START DATA LISTING
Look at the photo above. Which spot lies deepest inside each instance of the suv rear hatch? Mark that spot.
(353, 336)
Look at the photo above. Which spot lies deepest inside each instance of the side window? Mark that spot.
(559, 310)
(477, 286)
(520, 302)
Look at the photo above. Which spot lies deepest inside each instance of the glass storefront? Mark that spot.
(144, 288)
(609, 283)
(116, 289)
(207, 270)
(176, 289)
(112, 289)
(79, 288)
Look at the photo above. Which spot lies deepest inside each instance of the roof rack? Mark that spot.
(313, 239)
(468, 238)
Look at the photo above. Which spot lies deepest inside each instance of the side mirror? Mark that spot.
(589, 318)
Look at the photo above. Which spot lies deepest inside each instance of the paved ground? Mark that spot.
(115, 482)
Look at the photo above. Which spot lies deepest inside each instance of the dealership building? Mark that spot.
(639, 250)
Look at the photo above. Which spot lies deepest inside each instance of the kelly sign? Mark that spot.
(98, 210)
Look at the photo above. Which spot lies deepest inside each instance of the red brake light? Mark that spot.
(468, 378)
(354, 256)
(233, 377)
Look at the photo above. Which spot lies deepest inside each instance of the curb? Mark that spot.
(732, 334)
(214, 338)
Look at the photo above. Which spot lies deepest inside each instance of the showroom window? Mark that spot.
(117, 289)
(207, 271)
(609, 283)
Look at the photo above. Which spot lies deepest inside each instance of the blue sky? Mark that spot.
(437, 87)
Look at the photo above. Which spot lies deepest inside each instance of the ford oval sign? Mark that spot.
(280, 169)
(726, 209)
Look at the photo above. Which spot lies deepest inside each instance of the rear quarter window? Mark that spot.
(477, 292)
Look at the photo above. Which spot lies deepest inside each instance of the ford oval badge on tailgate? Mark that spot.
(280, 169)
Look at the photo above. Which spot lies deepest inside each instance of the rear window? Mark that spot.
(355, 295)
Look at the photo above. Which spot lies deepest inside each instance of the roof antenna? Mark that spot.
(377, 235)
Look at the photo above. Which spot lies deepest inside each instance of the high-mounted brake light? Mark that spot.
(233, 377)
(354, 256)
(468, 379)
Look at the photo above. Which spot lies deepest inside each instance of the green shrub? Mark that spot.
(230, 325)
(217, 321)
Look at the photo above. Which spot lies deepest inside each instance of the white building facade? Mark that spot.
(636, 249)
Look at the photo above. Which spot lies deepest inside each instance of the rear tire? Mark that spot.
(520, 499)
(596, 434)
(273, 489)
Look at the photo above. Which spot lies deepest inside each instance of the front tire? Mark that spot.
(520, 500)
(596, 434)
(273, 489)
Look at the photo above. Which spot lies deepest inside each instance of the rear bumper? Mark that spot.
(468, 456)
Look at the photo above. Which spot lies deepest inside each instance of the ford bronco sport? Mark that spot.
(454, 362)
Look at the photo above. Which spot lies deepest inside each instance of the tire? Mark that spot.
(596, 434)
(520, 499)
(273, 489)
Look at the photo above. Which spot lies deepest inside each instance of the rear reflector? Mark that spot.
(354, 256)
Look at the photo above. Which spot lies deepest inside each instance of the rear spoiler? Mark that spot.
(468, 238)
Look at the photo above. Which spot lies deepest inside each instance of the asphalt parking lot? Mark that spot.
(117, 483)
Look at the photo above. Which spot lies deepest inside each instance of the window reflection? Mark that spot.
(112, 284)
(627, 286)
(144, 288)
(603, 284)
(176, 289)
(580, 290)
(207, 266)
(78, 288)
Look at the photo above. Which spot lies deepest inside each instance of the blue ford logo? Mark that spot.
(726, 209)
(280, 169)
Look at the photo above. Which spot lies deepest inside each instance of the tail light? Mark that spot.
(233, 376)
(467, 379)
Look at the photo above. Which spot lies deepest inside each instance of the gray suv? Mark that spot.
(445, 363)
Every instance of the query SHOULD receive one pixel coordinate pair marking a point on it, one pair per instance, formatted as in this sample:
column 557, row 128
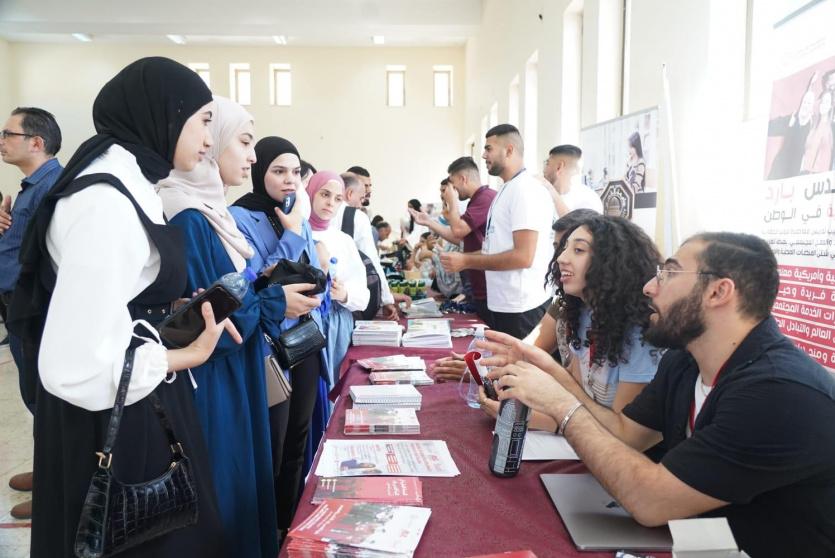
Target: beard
column 496, row 169
column 683, row 322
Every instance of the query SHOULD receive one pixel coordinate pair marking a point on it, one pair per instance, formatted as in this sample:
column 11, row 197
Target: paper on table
column 546, row 446
column 419, row 458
END DATA LISTING
TASK STATEMENT: Would you give the data above again word for word, skipping any images?

TASK RESPONSE:
Look at the photo above. Which spot lies deepest inside each instance of the suv rear hatch? Mark that spot.
(353, 336)
Look at the photo above. Which spot lies deepest inside each instance of the side window? Mark that spot.
(559, 310)
(477, 286)
(520, 302)
Look at the photo above. Which spot lies deepest inside each instance of the glass storefront? Mark that spot.
(144, 288)
(609, 283)
(116, 289)
(207, 270)
(176, 289)
(112, 289)
(79, 288)
Look at the photo above. Which spot lies deepest inside each instance of the roof rack? Mark that spot.
(313, 239)
(468, 238)
Look at the photo above. Which spot lies deepest inside each instance of the side mirror? Mark that spot.
(589, 318)
Look at the photo above. Which spot lies deepest inside each instance of the paved ground? Mark that spot.
(115, 482)
Look at the photo above. Which spot lies deepest inside each instance of the dealership building? Mark that spot.
(639, 250)
Look at the photo above. Which spot lies deepest inside each instance of the kelly sign? Mark that spot.
(98, 210)
Look at the photo above. Which spot lies deepest inside each instance of the red brake light? Mark that spot.
(468, 378)
(354, 256)
(233, 377)
Look at the photo above. Which spot lies deepest inside each instance of the curb? Mark that spot.
(732, 334)
(214, 338)
Look at the photo above. Which spot lies deepest inside each instance of the showroom window? Mark that spot.
(117, 289)
(207, 271)
(609, 283)
Look at the photo above. Which spot lies deepest inside each instance of the blue sky? Mark that spot.
(437, 87)
Look at the photo above. Which spot lies deepest inside each instance of the ford oval sign? Mark that spot.
(280, 169)
(726, 209)
Look at the photo above. Which spot lies deepest inside each instance of the rear quarter window? Mark that spot.
(477, 292)
Look at the photo above. Which spot lies deepest inside each instance of the ford oval badge on tailgate? Mark that spot.
(280, 169)
Look at the photo above. Which spot lies deepest inside each instance of the rear window? Mark that spot.
(355, 295)
Look at the photo above. Which spot lies deepest inside each instance of the roof antenna? Mark that spot.
(377, 235)
Look at the photo above. Which spot lies deepest inside each instance of the high-mounted brake light? Mark that spot.
(233, 377)
(354, 256)
(468, 379)
Look at the photo above. Which spot lies deepest inside each instance of the green shrub? Mark that spot.
(230, 325)
(217, 321)
Look at the photo above. Which spot lies deepest inside each instance of the white building facade? Mark that spot.
(636, 249)
Look at the photo above. Which spot lies deepest inside each instance of the rear tire? Mark that spot.
(520, 499)
(596, 434)
(273, 489)
Look at the photo above. Which spot lies deepest inside each instance of the front tire? Mark that spot.
(520, 500)
(596, 434)
(273, 489)
Look at the photo above. Which spot lies deepest inside each instance of the rear bumper? Mark that spot.
(468, 456)
Look at the photo above. Which spot lies deepest inside each instance of the ford bronco sport? Mark that spot.
(454, 362)
Look at the photo above. Which spot lies deepest inside each instance of the tire? Mark that spot.
(596, 434)
(520, 499)
(273, 489)
Look at the photo above. Which spot lies deepest inside each instance of the rear reflector? Mark that spot.
(354, 256)
Look at the photo above. Which spot lies deepest inside each instance of the rear spoiler? Mark that spot.
(468, 238)
Look at the photo above. Which spot lies deepest inside each instance of the asphalt parking lot? Mark that spot.
(117, 483)
Look at the photo above. Which spot lies deepest inside each instance of the window reflection? Mark that spot.
(112, 284)
(627, 286)
(144, 288)
(603, 284)
(176, 289)
(580, 290)
(207, 266)
(78, 288)
Look at the photo above. Which spot lies deepest inside each instance of the blue ford logo? Mark that spot.
(726, 209)
(280, 169)
Look at the photo above. Which spot lies deepest inside each instance of the tail light? Mark that spot.
(233, 376)
(467, 379)
Look at the photo above. Which spot lies deepest inside each instance of the gray suv? Mark that spot.
(445, 363)
Every instance of the query SHOULD receive one pixel coordinate pair marking a point on it, one pair per instance, formatted as in this sample:
column 557, row 128
Target: beard
column 496, row 169
column 683, row 322
Every instance of the query SHOULD receive one pixel coordinate pair marking a point on it, one pair per instance, formatted as in this sample:
column 11, row 197
Target: paper on table
column 546, row 446
column 419, row 458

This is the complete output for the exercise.